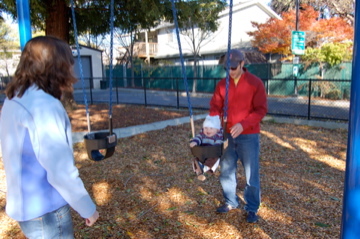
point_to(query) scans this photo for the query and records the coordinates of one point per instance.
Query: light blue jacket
(38, 158)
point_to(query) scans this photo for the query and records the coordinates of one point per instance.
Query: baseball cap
(212, 121)
(235, 57)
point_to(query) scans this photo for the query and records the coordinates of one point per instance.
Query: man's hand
(236, 130)
(91, 220)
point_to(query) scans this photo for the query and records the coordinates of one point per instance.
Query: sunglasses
(232, 68)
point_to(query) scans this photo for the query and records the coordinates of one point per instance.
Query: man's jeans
(56, 224)
(246, 148)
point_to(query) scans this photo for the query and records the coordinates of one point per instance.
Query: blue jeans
(246, 148)
(56, 224)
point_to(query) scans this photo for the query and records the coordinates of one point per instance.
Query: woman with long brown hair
(42, 180)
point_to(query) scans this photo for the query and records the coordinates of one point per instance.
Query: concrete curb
(312, 123)
(78, 137)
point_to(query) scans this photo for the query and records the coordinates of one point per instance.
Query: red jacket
(247, 102)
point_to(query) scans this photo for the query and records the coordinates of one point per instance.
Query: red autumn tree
(274, 36)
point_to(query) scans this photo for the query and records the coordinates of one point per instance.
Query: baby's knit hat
(212, 121)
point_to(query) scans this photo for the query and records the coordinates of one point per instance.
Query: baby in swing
(210, 134)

--------

Would you write out an exact copy of the entries above, with no images?

EXERCISE ANSWER:
point_to(query) scans this photo for the query and records the coordinates of one point per instance.
Query: light blue jacket
(38, 158)
point_to(query) scans this photo for the query and records the coordinates of one point per instance.
Query: baseball cap
(212, 121)
(235, 57)
point_to(query) scans this photo for the query and records the coordinates of one point per instance.
Query: man's hand
(236, 130)
(91, 220)
point_to(query) scans this photo for the query and records the coordinates of one point per instance.
Query: sunglasses
(232, 68)
point_to(query) scans this photo for the query and records the coordinates of one point per instance.
Query: man's jeans
(56, 224)
(246, 148)
point_to(query) scans this photo for the query and records the coordinates of one point per instance.
Query: blue jeans
(246, 148)
(56, 224)
point_to(query) scans this photo for the query and records the coordinates of one point per instance.
Query: woman with long brown hair
(42, 180)
point_to(query) scans this photo for the query and records the coordinates of one point per instance.
Query: concrete curb
(312, 123)
(78, 137)
point_to(query) scans this photo for the query and records the coordinates of one point per instance.
Query: red jacket
(247, 102)
point_to(query) scans this photo for the query and records the coordinates of one point per instance.
Query: red autumn tree
(274, 36)
point_to(query) scans this photo for the query and records the coordinates of one point per instance.
Query: baby's knit hat
(212, 121)
point_to(query) scans this photo for the query and records the coordinates of one point per instance.
Query: baby in swing
(210, 134)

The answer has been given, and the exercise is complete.